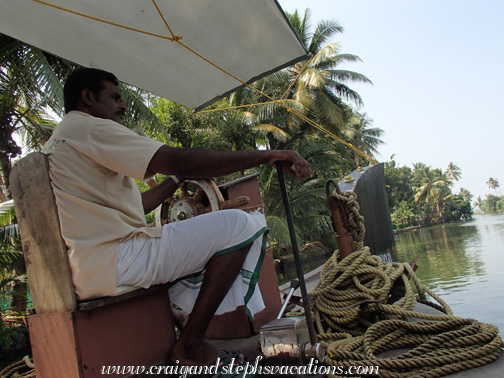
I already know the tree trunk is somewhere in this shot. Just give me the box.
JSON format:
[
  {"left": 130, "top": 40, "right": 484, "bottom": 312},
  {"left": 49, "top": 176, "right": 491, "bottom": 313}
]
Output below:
[{"left": 0, "top": 152, "right": 12, "bottom": 200}]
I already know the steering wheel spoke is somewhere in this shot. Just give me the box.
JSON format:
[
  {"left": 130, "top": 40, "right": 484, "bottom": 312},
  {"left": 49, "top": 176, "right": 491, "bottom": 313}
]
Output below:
[{"left": 158, "top": 179, "right": 224, "bottom": 225}]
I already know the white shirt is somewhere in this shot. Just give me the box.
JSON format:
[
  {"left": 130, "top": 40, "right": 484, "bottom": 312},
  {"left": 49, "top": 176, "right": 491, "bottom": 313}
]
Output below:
[{"left": 42, "top": 111, "right": 164, "bottom": 300}]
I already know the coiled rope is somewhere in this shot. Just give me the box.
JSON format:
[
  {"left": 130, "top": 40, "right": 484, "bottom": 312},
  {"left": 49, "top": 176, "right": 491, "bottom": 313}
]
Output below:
[
  {"left": 0, "top": 356, "right": 35, "bottom": 378},
  {"left": 308, "top": 189, "right": 503, "bottom": 377}
]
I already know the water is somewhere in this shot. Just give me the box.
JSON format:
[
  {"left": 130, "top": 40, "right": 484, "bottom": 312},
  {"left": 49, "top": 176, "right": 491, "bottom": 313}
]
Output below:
[
  {"left": 276, "top": 256, "right": 329, "bottom": 286},
  {"left": 393, "top": 213, "right": 504, "bottom": 336}
]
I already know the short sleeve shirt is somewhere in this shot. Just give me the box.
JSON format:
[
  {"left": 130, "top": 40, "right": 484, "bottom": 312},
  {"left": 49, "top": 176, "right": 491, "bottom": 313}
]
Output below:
[{"left": 42, "top": 111, "right": 165, "bottom": 300}]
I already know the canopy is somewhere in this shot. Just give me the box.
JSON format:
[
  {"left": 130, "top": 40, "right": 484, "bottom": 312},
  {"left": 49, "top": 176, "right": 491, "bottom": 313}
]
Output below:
[{"left": 0, "top": 0, "right": 309, "bottom": 111}]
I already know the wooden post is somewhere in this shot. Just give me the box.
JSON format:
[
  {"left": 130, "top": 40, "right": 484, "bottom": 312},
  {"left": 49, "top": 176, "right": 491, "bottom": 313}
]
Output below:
[{"left": 338, "top": 163, "right": 395, "bottom": 254}]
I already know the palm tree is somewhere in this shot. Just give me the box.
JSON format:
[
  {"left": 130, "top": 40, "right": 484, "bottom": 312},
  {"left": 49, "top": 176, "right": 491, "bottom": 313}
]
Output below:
[
  {"left": 414, "top": 166, "right": 450, "bottom": 222},
  {"left": 486, "top": 177, "right": 500, "bottom": 194},
  {"left": 414, "top": 167, "right": 435, "bottom": 205},
  {"left": 0, "top": 34, "right": 71, "bottom": 200},
  {"left": 118, "top": 85, "right": 167, "bottom": 141},
  {"left": 230, "top": 9, "right": 374, "bottom": 154},
  {"left": 432, "top": 170, "right": 452, "bottom": 222},
  {"left": 445, "top": 162, "right": 462, "bottom": 189},
  {"left": 473, "top": 196, "right": 483, "bottom": 212},
  {"left": 458, "top": 188, "right": 473, "bottom": 203},
  {"left": 286, "top": 9, "right": 371, "bottom": 114},
  {"left": 249, "top": 9, "right": 380, "bottom": 243},
  {"left": 340, "top": 111, "right": 384, "bottom": 166}
]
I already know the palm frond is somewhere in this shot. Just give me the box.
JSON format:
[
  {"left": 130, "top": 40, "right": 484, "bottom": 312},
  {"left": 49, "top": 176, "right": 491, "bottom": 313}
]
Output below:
[
  {"left": 327, "top": 70, "right": 372, "bottom": 85},
  {"left": 252, "top": 124, "right": 290, "bottom": 142},
  {"left": 311, "top": 43, "right": 342, "bottom": 67},
  {"left": 299, "top": 68, "right": 327, "bottom": 88},
  {"left": 120, "top": 85, "right": 168, "bottom": 141},
  {"left": 325, "top": 80, "right": 364, "bottom": 107},
  {"left": 265, "top": 215, "right": 302, "bottom": 248},
  {"left": 310, "top": 21, "right": 344, "bottom": 53}
]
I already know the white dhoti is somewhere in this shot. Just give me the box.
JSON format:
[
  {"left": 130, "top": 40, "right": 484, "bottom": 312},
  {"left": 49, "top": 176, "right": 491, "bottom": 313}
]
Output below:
[{"left": 116, "top": 209, "right": 268, "bottom": 319}]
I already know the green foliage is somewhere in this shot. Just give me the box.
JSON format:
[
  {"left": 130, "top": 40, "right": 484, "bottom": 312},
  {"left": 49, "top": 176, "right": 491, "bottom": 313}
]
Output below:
[
  {"left": 150, "top": 99, "right": 197, "bottom": 147},
  {"left": 0, "top": 319, "right": 29, "bottom": 358},
  {"left": 486, "top": 177, "right": 500, "bottom": 193},
  {"left": 481, "top": 194, "right": 504, "bottom": 214},
  {"left": 0, "top": 34, "right": 72, "bottom": 200},
  {"left": 391, "top": 201, "right": 415, "bottom": 229},
  {"left": 119, "top": 85, "right": 168, "bottom": 142},
  {"left": 385, "top": 158, "right": 472, "bottom": 228},
  {"left": 0, "top": 220, "right": 26, "bottom": 315},
  {"left": 260, "top": 134, "right": 338, "bottom": 248},
  {"left": 385, "top": 157, "right": 414, "bottom": 210},
  {"left": 146, "top": 10, "right": 380, "bottom": 250}
]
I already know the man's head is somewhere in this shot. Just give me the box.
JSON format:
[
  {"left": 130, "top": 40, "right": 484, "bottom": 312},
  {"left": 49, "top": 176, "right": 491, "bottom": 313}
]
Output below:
[{"left": 64, "top": 68, "right": 126, "bottom": 123}]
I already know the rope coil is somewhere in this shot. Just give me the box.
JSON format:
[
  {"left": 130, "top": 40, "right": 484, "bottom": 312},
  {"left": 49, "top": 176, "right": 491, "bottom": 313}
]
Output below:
[
  {"left": 0, "top": 356, "right": 35, "bottom": 378},
  {"left": 308, "top": 189, "right": 503, "bottom": 377}
]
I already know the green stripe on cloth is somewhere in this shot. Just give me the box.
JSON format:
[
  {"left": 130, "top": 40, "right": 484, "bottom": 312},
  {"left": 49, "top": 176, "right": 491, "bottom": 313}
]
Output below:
[
  {"left": 214, "top": 226, "right": 268, "bottom": 257},
  {"left": 244, "top": 230, "right": 269, "bottom": 320},
  {"left": 169, "top": 226, "right": 269, "bottom": 322}
]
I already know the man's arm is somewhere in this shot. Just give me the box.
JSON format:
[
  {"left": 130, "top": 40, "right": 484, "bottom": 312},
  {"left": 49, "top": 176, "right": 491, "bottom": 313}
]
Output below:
[
  {"left": 146, "top": 145, "right": 311, "bottom": 181},
  {"left": 141, "top": 176, "right": 179, "bottom": 214}
]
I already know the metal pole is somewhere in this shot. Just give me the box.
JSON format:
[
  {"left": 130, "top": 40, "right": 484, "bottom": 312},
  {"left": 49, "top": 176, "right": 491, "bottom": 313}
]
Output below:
[
  {"left": 276, "top": 279, "right": 299, "bottom": 319},
  {"left": 275, "top": 162, "right": 318, "bottom": 346}
]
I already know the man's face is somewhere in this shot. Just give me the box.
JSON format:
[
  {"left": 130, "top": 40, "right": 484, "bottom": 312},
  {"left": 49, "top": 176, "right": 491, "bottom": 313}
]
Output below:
[{"left": 89, "top": 80, "right": 127, "bottom": 123}]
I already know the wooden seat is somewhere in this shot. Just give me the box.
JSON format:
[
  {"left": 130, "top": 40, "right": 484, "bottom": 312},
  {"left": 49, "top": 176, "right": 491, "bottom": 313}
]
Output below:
[{"left": 10, "top": 152, "right": 176, "bottom": 378}]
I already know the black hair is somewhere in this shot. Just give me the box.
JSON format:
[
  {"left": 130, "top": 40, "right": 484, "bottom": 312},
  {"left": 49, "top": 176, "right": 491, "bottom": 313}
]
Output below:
[{"left": 63, "top": 68, "right": 119, "bottom": 114}]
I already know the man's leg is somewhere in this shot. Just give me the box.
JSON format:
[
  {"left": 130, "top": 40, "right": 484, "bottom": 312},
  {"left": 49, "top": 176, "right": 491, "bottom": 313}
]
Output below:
[{"left": 170, "top": 243, "right": 252, "bottom": 366}]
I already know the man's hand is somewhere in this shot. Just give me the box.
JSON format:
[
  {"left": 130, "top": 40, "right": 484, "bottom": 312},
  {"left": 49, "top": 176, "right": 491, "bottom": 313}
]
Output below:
[{"left": 268, "top": 150, "right": 312, "bottom": 181}]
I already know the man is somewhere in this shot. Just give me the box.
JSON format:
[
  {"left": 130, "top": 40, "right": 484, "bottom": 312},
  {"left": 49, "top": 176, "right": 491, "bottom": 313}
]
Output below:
[{"left": 42, "top": 68, "right": 311, "bottom": 367}]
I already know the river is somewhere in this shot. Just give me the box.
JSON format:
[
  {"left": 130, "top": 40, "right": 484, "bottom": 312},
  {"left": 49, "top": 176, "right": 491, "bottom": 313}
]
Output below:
[{"left": 393, "top": 213, "right": 504, "bottom": 336}]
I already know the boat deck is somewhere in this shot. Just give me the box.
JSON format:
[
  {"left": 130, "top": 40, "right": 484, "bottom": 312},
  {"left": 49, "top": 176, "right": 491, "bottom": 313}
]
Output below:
[{"left": 212, "top": 267, "right": 503, "bottom": 377}]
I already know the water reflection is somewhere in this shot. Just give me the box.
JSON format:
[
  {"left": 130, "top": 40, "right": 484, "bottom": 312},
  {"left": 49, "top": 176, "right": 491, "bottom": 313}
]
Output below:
[{"left": 393, "top": 213, "right": 504, "bottom": 336}]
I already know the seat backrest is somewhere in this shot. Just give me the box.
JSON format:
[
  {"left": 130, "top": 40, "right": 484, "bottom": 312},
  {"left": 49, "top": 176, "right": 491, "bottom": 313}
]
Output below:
[{"left": 10, "top": 152, "right": 76, "bottom": 313}]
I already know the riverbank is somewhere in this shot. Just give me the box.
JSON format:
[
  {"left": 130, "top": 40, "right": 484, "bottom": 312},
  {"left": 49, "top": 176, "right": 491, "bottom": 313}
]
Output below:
[{"left": 394, "top": 215, "right": 475, "bottom": 235}]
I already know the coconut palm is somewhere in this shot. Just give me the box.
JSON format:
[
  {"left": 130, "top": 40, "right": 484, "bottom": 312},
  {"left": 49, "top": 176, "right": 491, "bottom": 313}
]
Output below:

+-------+

• **WHAT YOU HAVE TO DO**
Collect the lines of the records that include the string "shirt".

• **SOLUTION TO THE PROBLEM**
I already know the white shirt is somewhere in this shot. Just give me the box.
I already know the short sleeve shirt is somewhere in this shot. Just give me the box.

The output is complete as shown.